**Assignment:** Go line by line through the records and tally those that include "grille". Respond with the tally only.

(Given records)

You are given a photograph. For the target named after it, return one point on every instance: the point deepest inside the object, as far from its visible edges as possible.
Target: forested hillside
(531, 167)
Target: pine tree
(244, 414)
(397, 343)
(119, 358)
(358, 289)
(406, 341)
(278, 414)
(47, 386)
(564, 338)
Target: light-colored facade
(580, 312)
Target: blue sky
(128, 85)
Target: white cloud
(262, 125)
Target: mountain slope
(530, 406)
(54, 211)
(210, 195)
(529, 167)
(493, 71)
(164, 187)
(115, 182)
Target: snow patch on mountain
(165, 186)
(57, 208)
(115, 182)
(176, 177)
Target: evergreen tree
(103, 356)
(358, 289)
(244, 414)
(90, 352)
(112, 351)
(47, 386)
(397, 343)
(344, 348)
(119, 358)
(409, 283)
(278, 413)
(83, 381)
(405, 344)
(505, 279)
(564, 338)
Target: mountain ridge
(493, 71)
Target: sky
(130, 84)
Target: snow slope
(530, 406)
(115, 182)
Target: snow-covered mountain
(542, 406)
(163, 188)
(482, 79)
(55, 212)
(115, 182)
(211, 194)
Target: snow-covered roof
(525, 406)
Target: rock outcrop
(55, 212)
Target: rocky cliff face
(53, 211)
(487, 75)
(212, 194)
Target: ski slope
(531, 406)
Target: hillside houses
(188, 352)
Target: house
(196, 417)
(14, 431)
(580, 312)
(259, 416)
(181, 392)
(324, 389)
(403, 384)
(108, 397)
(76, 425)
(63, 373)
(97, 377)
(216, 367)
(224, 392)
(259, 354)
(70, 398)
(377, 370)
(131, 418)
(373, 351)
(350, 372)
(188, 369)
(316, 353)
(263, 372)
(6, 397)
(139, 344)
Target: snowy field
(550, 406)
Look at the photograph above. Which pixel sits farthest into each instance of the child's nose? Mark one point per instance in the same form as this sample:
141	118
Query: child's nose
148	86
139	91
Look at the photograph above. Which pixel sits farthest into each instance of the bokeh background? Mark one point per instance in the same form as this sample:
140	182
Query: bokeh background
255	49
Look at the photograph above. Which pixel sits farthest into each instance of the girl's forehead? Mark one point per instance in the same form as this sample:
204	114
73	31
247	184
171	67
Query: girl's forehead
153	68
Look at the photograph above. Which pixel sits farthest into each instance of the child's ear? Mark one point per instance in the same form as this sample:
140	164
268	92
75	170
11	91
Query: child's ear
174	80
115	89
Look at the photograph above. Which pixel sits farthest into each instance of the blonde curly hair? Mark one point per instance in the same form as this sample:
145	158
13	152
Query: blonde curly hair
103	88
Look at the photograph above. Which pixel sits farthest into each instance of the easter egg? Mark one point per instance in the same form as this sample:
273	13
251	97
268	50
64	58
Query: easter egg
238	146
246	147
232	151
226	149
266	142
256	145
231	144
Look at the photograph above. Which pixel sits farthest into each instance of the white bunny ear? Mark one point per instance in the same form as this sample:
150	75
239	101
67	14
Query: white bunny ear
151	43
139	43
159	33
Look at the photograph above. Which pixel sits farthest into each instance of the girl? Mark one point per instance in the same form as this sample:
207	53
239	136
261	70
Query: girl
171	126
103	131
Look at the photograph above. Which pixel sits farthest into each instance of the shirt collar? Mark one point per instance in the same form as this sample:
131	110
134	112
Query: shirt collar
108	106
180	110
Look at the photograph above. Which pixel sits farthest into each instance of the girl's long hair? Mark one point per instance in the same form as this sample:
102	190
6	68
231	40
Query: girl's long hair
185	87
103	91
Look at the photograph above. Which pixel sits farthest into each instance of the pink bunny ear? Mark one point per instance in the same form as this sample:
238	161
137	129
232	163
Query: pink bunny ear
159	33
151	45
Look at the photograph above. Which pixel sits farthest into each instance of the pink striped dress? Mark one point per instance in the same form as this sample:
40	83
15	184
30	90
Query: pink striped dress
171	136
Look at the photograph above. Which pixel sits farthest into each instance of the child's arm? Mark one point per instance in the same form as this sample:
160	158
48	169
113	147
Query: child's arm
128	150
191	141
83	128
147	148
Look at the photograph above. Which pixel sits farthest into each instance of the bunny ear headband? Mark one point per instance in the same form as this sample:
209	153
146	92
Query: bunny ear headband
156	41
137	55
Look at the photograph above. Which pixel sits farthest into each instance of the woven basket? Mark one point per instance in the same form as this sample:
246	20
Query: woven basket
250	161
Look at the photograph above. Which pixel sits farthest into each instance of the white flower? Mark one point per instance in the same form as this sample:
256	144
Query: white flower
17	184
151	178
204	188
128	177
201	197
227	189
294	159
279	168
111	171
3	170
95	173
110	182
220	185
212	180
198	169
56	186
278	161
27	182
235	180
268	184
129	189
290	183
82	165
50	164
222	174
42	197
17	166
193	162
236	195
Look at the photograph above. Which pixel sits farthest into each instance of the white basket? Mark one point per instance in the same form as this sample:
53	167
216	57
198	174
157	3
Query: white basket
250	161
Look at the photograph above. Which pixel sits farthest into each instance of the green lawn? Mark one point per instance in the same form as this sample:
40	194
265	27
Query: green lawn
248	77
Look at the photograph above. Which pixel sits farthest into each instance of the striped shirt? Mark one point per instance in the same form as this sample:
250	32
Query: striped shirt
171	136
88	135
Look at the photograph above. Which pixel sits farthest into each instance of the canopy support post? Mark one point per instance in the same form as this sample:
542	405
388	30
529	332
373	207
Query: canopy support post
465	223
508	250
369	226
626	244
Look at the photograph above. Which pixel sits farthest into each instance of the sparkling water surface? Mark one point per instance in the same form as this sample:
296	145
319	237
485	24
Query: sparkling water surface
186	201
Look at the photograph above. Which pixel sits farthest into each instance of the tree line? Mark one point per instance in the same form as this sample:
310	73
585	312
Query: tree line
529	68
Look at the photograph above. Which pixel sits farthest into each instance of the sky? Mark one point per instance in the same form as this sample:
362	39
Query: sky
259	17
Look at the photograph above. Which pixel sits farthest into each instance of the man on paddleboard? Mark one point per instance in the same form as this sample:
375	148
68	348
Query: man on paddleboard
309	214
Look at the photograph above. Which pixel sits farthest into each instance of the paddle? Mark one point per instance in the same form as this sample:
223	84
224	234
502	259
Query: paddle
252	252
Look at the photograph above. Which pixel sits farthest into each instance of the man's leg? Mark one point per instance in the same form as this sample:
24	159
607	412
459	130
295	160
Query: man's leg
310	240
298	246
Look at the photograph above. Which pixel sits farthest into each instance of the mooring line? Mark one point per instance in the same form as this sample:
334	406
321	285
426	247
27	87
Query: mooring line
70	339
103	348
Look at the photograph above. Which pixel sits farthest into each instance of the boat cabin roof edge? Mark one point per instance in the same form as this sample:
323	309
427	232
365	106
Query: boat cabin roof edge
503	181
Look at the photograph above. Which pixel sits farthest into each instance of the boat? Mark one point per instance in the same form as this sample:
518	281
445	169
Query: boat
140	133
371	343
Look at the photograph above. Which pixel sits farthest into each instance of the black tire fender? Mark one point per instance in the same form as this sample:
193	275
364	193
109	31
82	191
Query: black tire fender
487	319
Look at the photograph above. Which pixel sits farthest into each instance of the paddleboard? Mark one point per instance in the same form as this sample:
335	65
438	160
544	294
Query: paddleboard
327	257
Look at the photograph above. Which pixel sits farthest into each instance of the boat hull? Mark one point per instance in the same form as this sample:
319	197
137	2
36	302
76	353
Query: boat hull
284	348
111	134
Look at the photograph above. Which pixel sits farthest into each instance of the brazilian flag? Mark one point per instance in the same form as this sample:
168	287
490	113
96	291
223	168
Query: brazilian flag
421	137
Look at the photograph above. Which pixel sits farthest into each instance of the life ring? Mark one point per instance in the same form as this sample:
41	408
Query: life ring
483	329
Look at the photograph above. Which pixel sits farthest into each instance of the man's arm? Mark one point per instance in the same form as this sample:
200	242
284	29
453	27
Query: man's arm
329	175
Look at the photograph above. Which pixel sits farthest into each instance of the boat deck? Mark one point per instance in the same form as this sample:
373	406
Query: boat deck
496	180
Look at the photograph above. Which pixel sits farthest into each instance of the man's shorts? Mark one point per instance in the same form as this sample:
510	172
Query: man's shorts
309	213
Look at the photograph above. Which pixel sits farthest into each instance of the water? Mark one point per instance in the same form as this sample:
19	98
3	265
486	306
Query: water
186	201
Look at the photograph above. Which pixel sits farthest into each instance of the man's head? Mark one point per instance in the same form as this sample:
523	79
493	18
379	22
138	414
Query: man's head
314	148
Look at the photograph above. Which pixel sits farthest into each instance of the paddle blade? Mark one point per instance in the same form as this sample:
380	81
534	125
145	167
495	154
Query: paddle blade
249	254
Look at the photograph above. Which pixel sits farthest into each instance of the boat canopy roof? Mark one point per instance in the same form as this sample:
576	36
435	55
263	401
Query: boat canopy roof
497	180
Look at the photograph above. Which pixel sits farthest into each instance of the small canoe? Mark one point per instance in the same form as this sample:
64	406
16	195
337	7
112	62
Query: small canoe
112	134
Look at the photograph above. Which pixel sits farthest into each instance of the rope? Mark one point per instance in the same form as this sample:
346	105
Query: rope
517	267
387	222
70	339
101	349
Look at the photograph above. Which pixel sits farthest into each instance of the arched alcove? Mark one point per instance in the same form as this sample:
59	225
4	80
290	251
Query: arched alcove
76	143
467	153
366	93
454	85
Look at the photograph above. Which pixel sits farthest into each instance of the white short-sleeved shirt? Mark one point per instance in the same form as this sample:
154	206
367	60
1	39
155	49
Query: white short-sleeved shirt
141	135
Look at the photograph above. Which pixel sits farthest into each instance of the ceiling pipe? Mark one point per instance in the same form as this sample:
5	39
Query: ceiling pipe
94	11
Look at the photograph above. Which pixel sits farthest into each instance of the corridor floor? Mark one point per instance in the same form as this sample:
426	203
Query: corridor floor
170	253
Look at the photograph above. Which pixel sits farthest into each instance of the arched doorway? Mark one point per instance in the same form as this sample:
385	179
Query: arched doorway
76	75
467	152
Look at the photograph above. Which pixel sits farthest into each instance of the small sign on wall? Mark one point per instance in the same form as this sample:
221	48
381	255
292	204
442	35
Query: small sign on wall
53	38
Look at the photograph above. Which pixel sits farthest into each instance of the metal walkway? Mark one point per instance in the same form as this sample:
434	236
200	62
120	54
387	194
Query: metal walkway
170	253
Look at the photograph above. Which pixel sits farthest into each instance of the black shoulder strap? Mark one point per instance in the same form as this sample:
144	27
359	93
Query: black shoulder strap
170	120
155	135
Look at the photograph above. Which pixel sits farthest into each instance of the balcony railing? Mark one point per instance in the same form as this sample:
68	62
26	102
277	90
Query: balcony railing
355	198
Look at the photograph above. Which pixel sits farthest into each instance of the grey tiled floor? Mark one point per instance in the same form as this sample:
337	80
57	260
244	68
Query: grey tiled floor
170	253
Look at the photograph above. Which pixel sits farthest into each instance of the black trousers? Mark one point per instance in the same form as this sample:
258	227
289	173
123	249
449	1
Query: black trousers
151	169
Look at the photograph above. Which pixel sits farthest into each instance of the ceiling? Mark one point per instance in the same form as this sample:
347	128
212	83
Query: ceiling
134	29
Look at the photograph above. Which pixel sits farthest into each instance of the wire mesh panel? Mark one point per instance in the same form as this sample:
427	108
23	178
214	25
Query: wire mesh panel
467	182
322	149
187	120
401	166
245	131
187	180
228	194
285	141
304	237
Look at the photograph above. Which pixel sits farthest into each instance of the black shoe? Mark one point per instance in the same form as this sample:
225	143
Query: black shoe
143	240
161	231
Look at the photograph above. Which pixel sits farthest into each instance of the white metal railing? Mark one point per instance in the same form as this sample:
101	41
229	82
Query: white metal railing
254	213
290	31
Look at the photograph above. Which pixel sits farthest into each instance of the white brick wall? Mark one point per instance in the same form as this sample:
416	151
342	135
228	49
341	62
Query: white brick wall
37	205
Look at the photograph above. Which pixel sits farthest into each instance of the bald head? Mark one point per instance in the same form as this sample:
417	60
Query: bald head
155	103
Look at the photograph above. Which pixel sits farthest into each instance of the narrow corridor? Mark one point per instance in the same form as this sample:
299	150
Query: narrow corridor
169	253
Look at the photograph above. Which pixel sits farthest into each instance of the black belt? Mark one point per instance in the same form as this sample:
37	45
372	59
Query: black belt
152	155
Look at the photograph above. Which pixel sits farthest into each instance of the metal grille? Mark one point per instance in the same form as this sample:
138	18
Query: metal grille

(End Given records)

**Written solution:** 2